— start ENTRIES SHOWN —

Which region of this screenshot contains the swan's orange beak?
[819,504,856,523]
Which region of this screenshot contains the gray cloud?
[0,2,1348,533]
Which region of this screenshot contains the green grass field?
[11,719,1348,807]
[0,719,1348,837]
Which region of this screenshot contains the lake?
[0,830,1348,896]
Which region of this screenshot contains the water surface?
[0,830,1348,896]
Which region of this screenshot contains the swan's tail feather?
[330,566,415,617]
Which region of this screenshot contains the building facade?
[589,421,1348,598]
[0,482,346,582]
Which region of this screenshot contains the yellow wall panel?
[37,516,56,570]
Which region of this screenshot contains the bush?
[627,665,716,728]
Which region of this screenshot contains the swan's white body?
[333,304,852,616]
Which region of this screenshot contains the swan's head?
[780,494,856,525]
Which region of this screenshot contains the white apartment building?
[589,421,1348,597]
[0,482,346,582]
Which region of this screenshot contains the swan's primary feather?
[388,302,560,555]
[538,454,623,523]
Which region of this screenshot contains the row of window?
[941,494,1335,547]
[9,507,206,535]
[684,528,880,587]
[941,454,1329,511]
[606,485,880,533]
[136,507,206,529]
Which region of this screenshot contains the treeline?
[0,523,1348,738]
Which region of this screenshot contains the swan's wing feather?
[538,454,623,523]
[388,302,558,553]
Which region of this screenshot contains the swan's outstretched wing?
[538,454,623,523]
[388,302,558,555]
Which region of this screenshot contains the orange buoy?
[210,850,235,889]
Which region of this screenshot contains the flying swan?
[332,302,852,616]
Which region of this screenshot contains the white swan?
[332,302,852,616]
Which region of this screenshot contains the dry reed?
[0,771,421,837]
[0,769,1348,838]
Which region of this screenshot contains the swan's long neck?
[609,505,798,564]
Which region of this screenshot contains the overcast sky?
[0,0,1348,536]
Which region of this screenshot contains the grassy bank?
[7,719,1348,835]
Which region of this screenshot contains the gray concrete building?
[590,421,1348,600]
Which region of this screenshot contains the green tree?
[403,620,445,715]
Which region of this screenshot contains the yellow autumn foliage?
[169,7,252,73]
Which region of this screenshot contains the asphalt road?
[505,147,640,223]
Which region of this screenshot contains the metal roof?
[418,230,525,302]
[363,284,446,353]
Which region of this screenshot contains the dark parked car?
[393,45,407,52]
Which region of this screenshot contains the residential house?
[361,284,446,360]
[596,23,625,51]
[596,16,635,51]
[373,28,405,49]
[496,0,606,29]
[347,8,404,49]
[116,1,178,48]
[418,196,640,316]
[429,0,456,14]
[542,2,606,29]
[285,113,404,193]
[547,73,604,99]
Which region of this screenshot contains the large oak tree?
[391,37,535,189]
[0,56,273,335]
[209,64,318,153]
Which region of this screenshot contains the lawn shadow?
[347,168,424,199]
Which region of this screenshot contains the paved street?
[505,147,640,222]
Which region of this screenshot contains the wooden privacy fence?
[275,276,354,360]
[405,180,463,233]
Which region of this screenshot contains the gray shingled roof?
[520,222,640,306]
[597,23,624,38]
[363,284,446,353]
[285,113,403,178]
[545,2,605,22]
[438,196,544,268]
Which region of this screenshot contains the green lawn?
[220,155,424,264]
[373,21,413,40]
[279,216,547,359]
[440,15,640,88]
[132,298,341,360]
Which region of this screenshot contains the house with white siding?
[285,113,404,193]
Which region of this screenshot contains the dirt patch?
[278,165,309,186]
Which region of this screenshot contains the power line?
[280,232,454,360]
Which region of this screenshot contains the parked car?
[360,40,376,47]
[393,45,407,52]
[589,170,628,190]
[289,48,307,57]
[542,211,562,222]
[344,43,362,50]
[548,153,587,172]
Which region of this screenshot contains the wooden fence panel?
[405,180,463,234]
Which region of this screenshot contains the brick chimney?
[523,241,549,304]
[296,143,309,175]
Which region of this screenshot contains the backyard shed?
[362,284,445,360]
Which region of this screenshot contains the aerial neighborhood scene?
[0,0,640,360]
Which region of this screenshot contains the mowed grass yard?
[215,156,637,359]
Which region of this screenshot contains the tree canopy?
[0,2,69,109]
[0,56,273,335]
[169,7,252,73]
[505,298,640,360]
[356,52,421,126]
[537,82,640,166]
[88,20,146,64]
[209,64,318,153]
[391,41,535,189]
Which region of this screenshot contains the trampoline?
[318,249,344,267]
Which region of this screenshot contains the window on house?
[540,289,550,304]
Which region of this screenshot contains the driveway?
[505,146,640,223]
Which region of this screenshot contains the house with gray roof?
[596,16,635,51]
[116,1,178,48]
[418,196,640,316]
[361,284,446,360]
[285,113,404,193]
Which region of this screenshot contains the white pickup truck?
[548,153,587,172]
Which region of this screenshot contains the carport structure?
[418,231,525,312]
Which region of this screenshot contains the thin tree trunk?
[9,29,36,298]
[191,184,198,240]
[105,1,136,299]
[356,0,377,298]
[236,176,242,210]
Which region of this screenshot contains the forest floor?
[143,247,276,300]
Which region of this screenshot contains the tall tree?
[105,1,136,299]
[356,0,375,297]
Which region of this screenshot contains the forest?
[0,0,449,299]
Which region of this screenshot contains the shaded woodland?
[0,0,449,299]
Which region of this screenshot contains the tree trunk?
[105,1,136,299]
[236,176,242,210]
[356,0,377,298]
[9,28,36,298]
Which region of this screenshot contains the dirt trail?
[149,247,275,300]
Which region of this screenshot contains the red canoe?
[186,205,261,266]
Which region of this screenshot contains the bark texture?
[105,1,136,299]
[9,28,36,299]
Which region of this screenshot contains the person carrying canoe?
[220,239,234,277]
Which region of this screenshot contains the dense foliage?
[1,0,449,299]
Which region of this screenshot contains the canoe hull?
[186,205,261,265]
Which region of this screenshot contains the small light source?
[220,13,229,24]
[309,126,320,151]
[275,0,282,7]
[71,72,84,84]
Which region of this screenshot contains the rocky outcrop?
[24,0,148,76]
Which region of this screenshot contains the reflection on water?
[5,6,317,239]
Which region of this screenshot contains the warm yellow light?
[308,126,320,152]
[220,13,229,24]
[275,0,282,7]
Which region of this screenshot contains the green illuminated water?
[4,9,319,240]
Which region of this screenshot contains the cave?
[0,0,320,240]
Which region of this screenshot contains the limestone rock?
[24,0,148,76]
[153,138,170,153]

— end ENTRIES SHOWN —

- **EXERCISE DESCRIPTION**
Please format all the lines above as a two-column CSV with the headers "text" and "answer". Give one row per line of text, with all of its answers together in the answer field, and put each field in double quotes with line breaks turned into spaces.

- **SOLUTION TO THIS TASK**
text,answer
"Which region of this screenshot contains the swan's orange beak?","[819,504,856,523]"
"Which region of this screenshot contains the gray cloud?","[0,2,1348,533]"
"Which region of this screenshot contains the green grass field?","[11,719,1348,807] [0,719,1348,837]"
"Which region of this screenshot contains the lake?","[0,830,1348,896]"
"Which region of this screenshot contains the water surface?","[0,830,1348,896]"
"Which region of this screenshot contains the swan's tail feather?","[330,566,415,617]"
"Which region of this screenshot contains the building facade?","[589,421,1348,598] [0,482,346,582]"
"Which region of this screenshot contains the yellow wall panel?","[37,516,56,570]"
"Which region of this screenshot contains the bush?","[627,665,716,728]"
"Which region of this screenshot contains the swan's white body?","[333,304,852,616]"
"Which region of this screenshot contains the swan's head?","[780,494,856,525]"
"Which region of this screenshot contains the white apartment building?","[589,421,1348,597] [0,482,346,582]"
"Which region of this screenshot contains the swan's primary feather?","[388,302,560,555] [538,454,623,523]"
"Which region of this screenshot contains the row of window?","[941,494,1335,547] [9,507,206,535] [684,528,880,587] [941,454,1329,511] [606,485,880,533] [136,507,206,529]"
"Which region of this screenshot contains the treeline?","[0,523,1348,738]"
"Which region of this screenshot contains the swan's wing feather?","[538,454,623,523] [388,302,558,553]"
"Which region of this screenshot contains the swan's outstretched wing?","[538,454,623,523] [388,302,558,555]"
"Which region of this screenshot contains the orange buoy?","[210,850,235,889]"
"Which region of this screenshot contains the flying swan?","[332,302,852,616]"
"Which region of this screenshot contains the white swan?","[332,302,852,616]"
"Which region of this screenshot contains the dry reed?","[0,771,421,837] [0,769,1348,838]"
"Which region of this screenshot contains the swan's long neck?","[609,505,798,564]"
"Which region of this screenshot contains the overcast sky?","[0,0,1348,536]"
"Which region of this screenshot contains the grassy bank?","[7,719,1348,835]"
"Which region of this screenshot contains the gray concrete building?","[590,421,1348,600]"
"Which region of this screenshot contains the green tree?","[403,620,445,715]"
"Which region of this screenshot contains the yellow autumn foliage?","[169,7,252,73]"
"Which region of this screenshot contains the asphalt road?","[505,147,640,223]"
"Which region of this screenshot contains the metal roof?","[418,230,525,302] [363,284,446,353]"
"Which region of this screenshot contains the dark parked car?","[393,45,407,52]"
"Which region of this screenshot contains the residential house?","[361,284,446,360] [596,23,625,51] [596,16,635,51] [373,28,405,49] [496,0,606,29] [347,8,404,49] [116,1,178,48] [418,196,640,316] [429,0,456,14] [542,2,606,29] [285,113,404,193] [547,73,604,99]"
"Which region of this screenshot contains the large oak tree?","[391,37,535,189] [0,56,273,335] [209,64,318,153]"
"Which region of this screenshot contains the lawn shadow?","[347,168,424,199]"
"Which region of this screenshot contains the paved street?","[505,147,640,222]"
"Which region of this screenshot contains the wooden privacy fence?","[275,276,354,360] [405,180,463,233]"
"Which region of this screenshot contains the gray shingled roof?","[520,222,640,306] [597,23,624,38] [363,284,446,353] [285,113,403,178] [545,2,605,22] [438,196,544,268]"
"Which region of this screenshot contains the green lawn?","[220,155,424,264] [373,21,413,40] [279,216,547,359] [440,15,640,88] [132,298,341,360]"
"Which region of this screenshot contains the house with white siding?","[285,113,404,193]"
"Which region of this screenshot contains the dirt patch?","[278,165,309,186]"
"Which region of this screenshot contains the power line?","[280,232,454,360]"
"Which region of this screenshot contains the parked car?","[360,40,376,47] [393,45,407,52] [589,170,628,190] [289,48,307,57] [542,211,562,222] [344,43,362,50] [548,153,587,172]"
"Which region of this screenshot contains the wooden fence panel?","[405,180,463,234]"
"Which region of this screenshot contains the brick chimney?","[523,241,549,304] [296,143,309,175]"
"Which region of this screenshot contains the backyard shed?","[362,284,445,360]"
"Which region of this screenshot contains the aerial neighborhood scene?","[0,0,640,360]"
"Which region of this screenshot contains the mowed grass yard?","[215,156,637,359]"
"Which region of this screenshot contains the tree canopy?","[0,2,69,109] [0,56,273,335] [169,7,252,73] [505,298,640,360] [356,52,421,126] [537,82,640,166] [88,20,146,64] [209,64,318,153] [391,41,535,189]"
"Which region of this screenshot contains the trampoline?","[318,249,344,267]"
"Which region of this screenshot contains the window on house?","[540,289,550,304]"
"Which region of this screenshot contains the driveway?","[505,146,640,223]"
"Which region of this screenshot contains the house with gray roof?","[596,16,635,51] [116,1,178,48] [418,196,640,316] [361,284,446,360] [285,113,404,193]"
"Which region of this screenshot contains the white pickup truck?","[548,153,587,172]"
"Which region of this screenshot contains the carport structure?","[418,231,525,312]"
"Which region of this screenshot contains the thin tree trunk?","[9,29,36,298] [191,184,198,240] [105,1,136,299] [356,0,377,298] [236,176,242,210]"
"Which region of this screenshot contains the forest floor?","[143,247,276,300]"
"Which region of this screenshot contains the tall tree?","[105,1,136,299] [356,0,375,297]"
"Which region of this screenshot contains the forest?","[0,0,449,299]"
"Which region of this screenshot contains the shaded woodland?","[0,0,449,299]"
"Which region of this screenshot contains the tree trunk?","[105,1,136,299] [236,176,242,210] [356,0,377,298] [9,28,36,298]"
"Which region of this screenshot contains the dirt trail?","[149,247,275,300]"
"Which region of this screenshot contains the red canoe?","[186,205,261,266]"
"Which region of this screenshot contains the bark texture?","[105,1,136,299] [9,28,36,299]"
"Which region of this screenshot contains the person carrying canoe?","[220,239,234,277]"
"Which region of this screenshot contains the dense foliage?","[1,0,449,299]"
"Which region of this screenshot contains the canoe hull?","[186,205,261,265]"
"Which region of this screenshot contains the small light source?","[220,13,229,24] [309,126,320,151] [275,0,282,7] [71,72,84,84]"
"Which region of this screenshot contains the rocky outcrop?","[24,0,148,76]"
"Which region of this screenshot contains the reflection on water?","[5,6,317,239]"
"Which region of this screenshot contains the warm yellow light?","[308,126,320,152] [220,13,229,24] [275,0,282,7]"
"Which region of this screenshot contains the green illuminated water?","[4,9,319,240]"
"Which region of this screenshot contains the cave?","[0,0,320,240]"
"Which region of this screenshot contains the limestone rock?","[24,0,148,76] [153,138,170,153]"